--- REQUIRED TASK ---
Continue the interview with Tahiti Boy & The Palmtree Family below, picking up right after its final line.

--- SOURCE DOCUMENT ---
Cool! Alright, It always starts like this, for some reason I think that every band’s name must have a meaning and an event of origin… what’s yours?

Mmm, well, “Family” is a tribute to my idol, Sly Stone and his band the “Family Stone”. The Tahiti Boy thing is just because I used to have dreadlocks (hey, we all make mistakes, ‘aight ?) so I guess I looked like a famous cartoon character…

(Laughing).. Well white boys should stick to the curly & the sleek only, that's one of nature's rules – anyhow, let’s blow the confusion cloud away and clear this out - are you a band or are you a collective? Both maybe?

We’re a 100% band. We all play together, we just have 2 guests on the album : my girlfriend Audrey, and Tunde Adebimpe from Tv On The Radio. Everyone else is a band member. Sometimes, like in every group, one has to be replaced for one show, but that only happened twice, so… Yeah, we’re a regular band with people who have other bands.

So, how many are children are there in the Palmtree Family & what is your music making mechanism?

We’re 7 people. I play piano and sing, there are 2 guitars and vocals, 1 drummer, 1 bass player, 1 cello, and 1 percussion/flute player. I write everything myself, and I have the arrangements in mind, and then, when we rehearse the songs, if someone has an idea, he’s always welcome to try it. If it sounds better than mine, then he wins ! We’re like the United Nations, and I’m the United States, you know…
I got to admit though, your complicated structure causes some difficulty in understanding the ingredients of Tahiti Boy & The Palmtree Family which I would usually ignore to avoid the migraines but when flashy names and super stars are involved then decoding and digging is a must, so would you be kind and fill us in?

--- LISTED RECORDS ---
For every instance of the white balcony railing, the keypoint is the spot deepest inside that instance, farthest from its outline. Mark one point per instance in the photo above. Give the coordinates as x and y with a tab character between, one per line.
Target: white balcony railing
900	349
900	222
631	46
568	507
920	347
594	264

--- EXPECTED OUTPUT ---
Sure! Well, me! I’m very famous; you can see my face on posters all around Times Square and Hollywood Blvd (Laughing Frantically). Ok, let’s say they might not all be famous, but you may know the followings: Antoine (guitar / vocals) is the soul of Poney Poney, Jonathan (guitar / vocals) is the soul of Syd Matters, Didier (bass) plays with famous French band Tanger and the huuuuuge singer called “Christpohe”. Jean, our drummer, plays with a whole lot of bands, like Constance Verluca, Hopper etc… Also, Tunde Adebimpe from TV On The Radio.

Before we start talking music, I was wondering how a band like yours made it big in France when all the songs are in English (Usually labels there insist on them being in French)!? You think you would’ve gotten the same reaction and success if you’ve gone all French?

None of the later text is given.